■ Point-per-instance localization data
__________

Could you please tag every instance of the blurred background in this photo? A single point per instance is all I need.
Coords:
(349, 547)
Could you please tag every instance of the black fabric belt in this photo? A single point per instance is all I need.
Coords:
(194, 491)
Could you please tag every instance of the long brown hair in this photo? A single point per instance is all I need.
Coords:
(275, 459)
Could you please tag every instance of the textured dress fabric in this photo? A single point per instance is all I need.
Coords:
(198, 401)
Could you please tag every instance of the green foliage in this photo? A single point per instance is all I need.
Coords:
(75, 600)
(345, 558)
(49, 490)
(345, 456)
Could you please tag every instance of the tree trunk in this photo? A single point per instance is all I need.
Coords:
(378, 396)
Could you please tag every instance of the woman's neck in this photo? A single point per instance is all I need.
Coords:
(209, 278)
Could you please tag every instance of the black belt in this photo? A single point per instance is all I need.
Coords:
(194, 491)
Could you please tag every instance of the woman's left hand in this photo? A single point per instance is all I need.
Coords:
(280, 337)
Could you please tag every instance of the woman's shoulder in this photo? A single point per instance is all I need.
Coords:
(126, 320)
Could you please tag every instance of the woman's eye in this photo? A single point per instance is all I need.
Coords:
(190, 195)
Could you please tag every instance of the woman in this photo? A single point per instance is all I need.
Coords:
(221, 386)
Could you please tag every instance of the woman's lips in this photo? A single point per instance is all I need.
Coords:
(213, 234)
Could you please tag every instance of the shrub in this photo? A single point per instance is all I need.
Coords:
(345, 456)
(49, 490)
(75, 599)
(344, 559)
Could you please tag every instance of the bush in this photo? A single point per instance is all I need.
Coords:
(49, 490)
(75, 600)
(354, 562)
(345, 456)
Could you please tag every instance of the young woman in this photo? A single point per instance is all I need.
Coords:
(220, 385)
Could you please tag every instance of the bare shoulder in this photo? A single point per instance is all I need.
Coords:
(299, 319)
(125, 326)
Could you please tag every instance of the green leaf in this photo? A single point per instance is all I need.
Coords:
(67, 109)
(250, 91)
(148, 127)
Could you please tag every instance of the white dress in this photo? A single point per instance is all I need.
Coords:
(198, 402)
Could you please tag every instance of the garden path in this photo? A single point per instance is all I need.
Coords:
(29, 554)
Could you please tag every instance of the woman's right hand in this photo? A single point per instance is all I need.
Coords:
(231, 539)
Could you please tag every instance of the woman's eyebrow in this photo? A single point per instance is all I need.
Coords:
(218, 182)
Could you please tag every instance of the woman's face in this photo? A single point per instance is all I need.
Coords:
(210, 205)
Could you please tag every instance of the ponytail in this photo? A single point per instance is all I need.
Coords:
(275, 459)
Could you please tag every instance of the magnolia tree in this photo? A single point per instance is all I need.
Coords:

__________

■ TRY IT
Across all the entries above, count each line that has the word "hand" in it, and give only the count.

■ RESULT FOR THIS TASK
2